• To be done
1. Answer these questions from the blog post:
(a) How long is the walk from the flat to the school?
(b) On which floor of its building is the flat?
(c) How many hours did the writer spend at Munich?
2. From the blog post, quote the stretch from "I ended up in" through "get some sleep.".

• Extract provided
— begin —

Friday, June 30, 2006

Xiaoshan



My flat is a fifteen minute walk from the school, along the banks of a small stream ruuning away from the centre. It's on the fifth floor of a grimy building with bare concrete steps, no lift and no lights in the stairwell, which made arriving after dark with three bags a lot of fun. There's hot water in the shower heated by a gas bottle that leaks when you turn the top, and a bed that's just about big enough for me to fit on with a woven 'mattress' not much softer than the floor. Added to the horrific 1970s Socialist Realism style decor, it's a bit like kipping in a really cheap caravan park. Other than that, everything's cool. Except the temperature.

My first impression of the city wasn't too bad. There are plenty of pointy hills on the horizon and quite a bit of green in the middle of all the concrete. It spreads out for miles, with a mini-Manhattan of bank buildings and department stores at the centre and a spider's web of smaller shopping streets almost completely covered by trees for hundreds of metres on either side. The architecture is a mix of glass fronted towers with stone lions by the entrance and frayed around the edges three and four-storey buildings with shops on the ground floor and grotty apartments up above. Like Korea, most of the shops either sell exactly the same things - cheap shoes, flowers, sportswear, alcohol and jewellery - or random products lined up behind a bored looking salesman. Most of them have more glass display cases than customers.

Tonight is ping-pong and beer. First classes are on Monday.

Thursday, June 29, 2006

China

I ended up in Xiaoshan after all.

The flight from Newcastle was late, leaving me with a ten minute dash from aeroplane to aeroplane at Dusseldorf. After a long three hours at Munich, I got on the Lufthansa flight to Shanghai to find that the in-flight entertainment was made up of a tatty magazine that I'd already read in ten minutes flat and two cack American films shown on an overhead portable TV screen located directly behind the head anyone wandering up and down the aisle. I hit the spirits and managed to get some sleep.

— end —

• Provided information
— begin —

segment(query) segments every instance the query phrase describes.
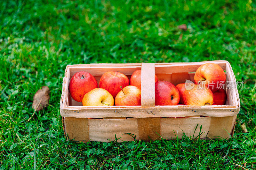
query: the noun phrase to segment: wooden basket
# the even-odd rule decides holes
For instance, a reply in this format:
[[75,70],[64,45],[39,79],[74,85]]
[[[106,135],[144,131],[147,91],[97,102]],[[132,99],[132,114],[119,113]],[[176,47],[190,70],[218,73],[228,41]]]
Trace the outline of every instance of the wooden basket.
[[[234,83],[232,88],[226,89],[225,105],[155,105],[155,73],[158,80],[170,81],[175,85],[186,80],[194,82],[195,72],[207,63],[219,64],[225,71],[226,82]],[[130,78],[133,71],[140,69],[141,106],[83,106],[69,93],[70,79],[78,71],[90,73],[98,83],[101,75],[107,71],[120,71]],[[164,139],[181,138],[184,134],[194,138],[225,139],[233,135],[240,106],[236,78],[227,61],[90,64],[67,66],[60,100],[60,115],[65,136],[68,135],[69,139],[76,141],[107,142],[117,139],[118,142],[121,142],[133,140],[135,136],[137,140],[150,141],[160,139],[159,136]],[[100,118],[103,119],[88,119]]]

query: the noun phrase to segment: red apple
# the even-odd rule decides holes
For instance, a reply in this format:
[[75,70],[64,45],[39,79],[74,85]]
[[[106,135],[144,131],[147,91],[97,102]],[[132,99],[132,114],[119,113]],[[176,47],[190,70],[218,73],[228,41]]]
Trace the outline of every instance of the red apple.
[[213,103],[212,91],[201,85],[195,85],[193,88],[185,90],[183,97],[184,104],[187,105],[212,105]]
[[[155,75],[155,82],[157,81],[158,79],[156,75]],[[141,89],[141,70],[137,70],[133,72],[131,76],[131,85],[134,85]]]
[[180,94],[172,83],[166,81],[158,81],[155,83],[156,105],[177,105]]
[[214,63],[206,63],[197,69],[194,77],[196,84],[202,84],[208,86],[213,92],[222,87],[226,81],[223,69]]
[[140,106],[141,105],[141,91],[139,88],[134,85],[128,85],[121,90],[115,99],[116,106]]
[[108,71],[100,78],[99,84],[99,87],[107,90],[115,98],[120,91],[120,86],[124,88],[129,85],[129,79],[120,72]]
[[184,104],[183,99],[182,98],[182,94],[184,91],[186,90],[185,88],[185,83],[180,83],[176,85],[176,88],[178,89],[180,93],[180,103]]
[[98,87],[97,81],[91,74],[85,71],[79,71],[72,77],[69,85],[69,91],[72,98],[82,102],[84,95]]
[[213,105],[224,105],[227,100],[226,91],[220,89],[213,92]]
[[86,93],[83,99],[83,106],[106,106],[114,105],[111,94],[104,89],[96,88]]

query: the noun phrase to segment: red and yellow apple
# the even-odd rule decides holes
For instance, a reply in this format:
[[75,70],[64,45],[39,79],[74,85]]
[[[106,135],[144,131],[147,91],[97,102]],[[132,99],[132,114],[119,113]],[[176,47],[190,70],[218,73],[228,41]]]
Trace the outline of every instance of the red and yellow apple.
[[101,88],[94,89],[86,93],[83,99],[83,106],[106,106],[114,105],[111,94]]
[[100,80],[99,87],[107,90],[115,98],[120,91],[120,86],[123,88],[129,85],[127,76],[117,71],[108,71],[102,75]]
[[[155,82],[157,81],[158,79],[156,75],[155,75]],[[131,76],[131,85],[134,85],[140,89],[141,89],[141,70],[137,70],[133,72]]]
[[196,84],[203,84],[214,92],[221,88],[221,84],[224,84],[226,81],[226,76],[224,70],[218,64],[206,63],[198,67],[194,80]]
[[224,105],[227,100],[225,90],[220,89],[213,92],[213,105]]
[[180,94],[172,83],[167,81],[158,81],[155,84],[156,105],[177,105],[180,101]]
[[85,71],[79,71],[72,77],[69,89],[72,98],[76,101],[82,102],[85,94],[98,87],[97,81],[92,75]]
[[194,87],[183,92],[183,101],[186,105],[204,106],[212,105],[213,94],[207,87],[195,85]]
[[140,89],[134,85],[128,85],[120,91],[115,99],[116,106],[140,106],[141,105]]

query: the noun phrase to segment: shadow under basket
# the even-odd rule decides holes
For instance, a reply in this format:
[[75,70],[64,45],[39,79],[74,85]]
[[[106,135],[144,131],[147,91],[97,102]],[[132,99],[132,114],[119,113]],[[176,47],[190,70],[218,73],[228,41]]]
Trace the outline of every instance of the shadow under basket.
[[[225,71],[229,88],[226,89],[225,105],[155,106],[155,74],[159,80],[175,85],[187,80],[194,82],[196,69],[209,63],[218,64]],[[119,71],[130,79],[134,71],[140,69],[141,106],[83,106],[69,94],[70,79],[78,71],[90,73],[98,84],[100,77],[107,71]],[[60,104],[65,136],[77,142],[106,142],[176,139],[184,134],[194,138],[229,138],[233,135],[240,106],[236,78],[230,64],[226,61],[68,65]]]

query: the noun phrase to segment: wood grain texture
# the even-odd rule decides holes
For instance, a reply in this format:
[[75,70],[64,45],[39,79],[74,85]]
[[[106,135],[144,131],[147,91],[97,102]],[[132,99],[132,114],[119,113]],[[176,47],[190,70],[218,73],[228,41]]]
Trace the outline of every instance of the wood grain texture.
[[155,63],[142,63],[141,78],[141,107],[155,107]]
[[103,117],[103,119],[126,119],[126,117]]
[[233,119],[233,116],[211,117],[207,137],[211,138],[230,138],[234,125]]
[[200,138],[204,138],[209,130],[211,117],[161,118],[161,134],[163,139],[182,138],[183,134],[188,137],[194,136],[195,138],[199,136],[201,125]]
[[[89,136],[92,141],[109,142],[120,139],[117,142],[133,140],[132,136],[139,136],[136,118],[122,119],[89,119]],[[130,133],[132,136],[126,133]]]
[[[60,115],[64,117],[84,118],[100,118],[112,117],[134,118],[179,117],[191,116],[222,117],[234,116],[239,112],[239,108],[233,106],[156,106],[143,108],[124,107],[105,108],[83,106],[60,108]],[[71,107],[71,108],[70,108]]]
[[88,119],[65,117],[66,131],[70,139],[76,141],[89,141]]
[[[175,75],[175,78],[175,78],[177,79],[180,78],[181,80],[181,77],[182,79],[187,77],[193,81],[194,73],[192,72],[195,71],[202,64],[209,62],[219,64],[226,70],[227,79],[236,82],[231,66],[228,62],[225,61],[156,63],[154,70],[155,70],[155,73],[159,76],[159,80],[171,82],[172,76]],[[202,125],[202,132],[209,131],[207,137],[206,136],[207,133],[205,133],[202,134],[200,138],[216,137],[216,134],[220,136],[220,133],[222,137],[229,137],[228,133],[223,129],[226,129],[228,133],[233,135],[236,115],[239,112],[240,106],[236,86],[235,89],[227,90],[229,96],[227,103],[232,105],[230,106],[155,106],[147,108],[143,108],[141,106],[84,107],[80,106],[81,103],[74,102],[73,99],[69,97],[68,85],[70,79],[76,72],[84,70],[89,72],[99,80],[102,74],[108,70],[120,71],[129,77],[134,71],[140,69],[142,65],[141,63],[99,63],[67,66],[65,70],[60,102],[61,115],[66,116],[63,119],[63,128],[65,136],[68,133],[70,138],[76,137],[75,140],[78,141],[87,141],[90,138],[93,141],[108,142],[115,140],[115,135],[116,134],[117,138],[122,137],[118,140],[118,142],[121,142],[123,141],[134,140],[133,137],[125,134],[130,133],[136,135],[138,140],[140,137],[138,119],[144,120],[143,126],[145,126],[148,123],[148,126],[155,127],[153,128],[154,129],[152,129],[151,128],[152,130],[148,131],[150,135],[152,132],[159,129],[158,134],[164,138],[175,138],[176,135],[178,137],[182,137],[183,132],[181,129],[186,135],[193,136],[194,129],[198,124],[195,135],[196,134],[197,136],[199,134],[198,130],[200,129],[201,124]],[[181,73],[184,72],[188,72],[188,76],[187,73]],[[175,82],[174,83],[177,84],[179,81],[176,80],[173,82]],[[215,117],[198,117],[200,115]],[[188,116],[197,117],[188,117]],[[125,117],[134,118],[123,118]],[[170,117],[171,117],[164,118]],[[86,118],[102,117],[104,119],[88,120]],[[115,119],[110,119],[112,118]],[[151,121],[145,121],[145,118],[159,121],[160,123],[158,125],[160,125],[160,127],[158,129],[158,125],[154,125],[152,123]],[[84,120],[86,120],[85,121]],[[84,128],[86,126],[88,127],[87,130]],[[176,132],[175,134],[174,132]],[[146,134],[147,133],[143,133],[143,137],[145,137]],[[143,135],[142,136],[143,137]]]
[[[172,74],[170,82],[176,85],[180,83],[185,83],[187,80],[191,80],[188,72],[173,73]],[[194,78],[191,81],[194,82]]]
[[140,140],[150,142],[160,138],[160,118],[138,118],[137,121]]
[[[159,119],[160,123],[158,124],[160,125],[160,131],[157,133],[163,138],[166,139],[176,139],[176,137],[181,138],[183,135],[183,131],[184,134],[188,137],[194,136],[194,138],[198,137],[201,125],[202,128],[200,138],[205,138],[209,130],[211,121],[211,118],[209,117]],[[121,142],[133,140],[136,136],[137,140],[142,140],[143,138],[144,138],[144,140],[149,140],[148,137],[145,135],[141,138],[138,130],[138,123],[140,121],[138,121],[138,119],[136,118],[115,120],[89,119],[90,140],[109,142],[115,140],[116,136],[117,142]],[[151,123],[149,125],[151,127],[154,126]],[[156,126],[150,128],[151,132],[156,131],[156,128],[159,128],[157,124],[155,125]],[[130,135],[125,133],[129,133]],[[159,137],[156,133],[152,134],[155,137],[151,137],[151,139],[154,139],[154,137],[157,139]],[[74,130],[73,135],[75,137],[80,135],[81,137],[79,139],[80,140],[87,140],[86,135],[81,135],[79,131]],[[76,137],[75,140],[77,139]]]

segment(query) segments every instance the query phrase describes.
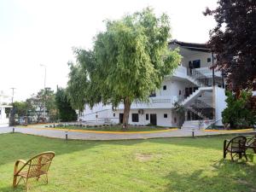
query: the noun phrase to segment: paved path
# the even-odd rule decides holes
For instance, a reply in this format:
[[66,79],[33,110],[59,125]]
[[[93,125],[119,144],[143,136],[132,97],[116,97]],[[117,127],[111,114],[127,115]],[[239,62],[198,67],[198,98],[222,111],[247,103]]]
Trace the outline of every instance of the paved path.
[[[1,133],[12,132],[13,127],[1,127]],[[38,129],[38,128],[20,128],[15,127],[15,132],[44,136],[49,137],[63,138],[66,137],[65,130],[53,130],[53,129]],[[246,131],[195,131],[195,136],[207,136],[207,135],[218,135],[218,134],[230,134],[230,133],[256,133],[254,130]],[[82,140],[121,140],[121,139],[146,139],[146,138],[158,138],[158,137],[191,137],[191,131],[184,130],[170,130],[159,132],[148,133],[96,133],[96,132],[84,132],[79,131],[68,131],[68,139],[82,139]]]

— end —

• Expected outputs
1.
(a) Fifteen minutes.
(b) The fifth floor.
(c) Three hours.

2.
I ended up in Xiaoshan after all.

The flight from Newcastle was late, leaving me with a ten minute dash from aeroplane to aeroplane at Dusseldorf. After a long three hours at Munich, I got on the Lufthansa flight to Shanghai to find that the in-flight entertainment was made up of a tatty magazine that I'd already read in ten minutes flat and two cack American films shown on an overhead portable TV screen located directly behind the head anyone wandering up and down the aisle. I hit the spirits and managed to get some sleep.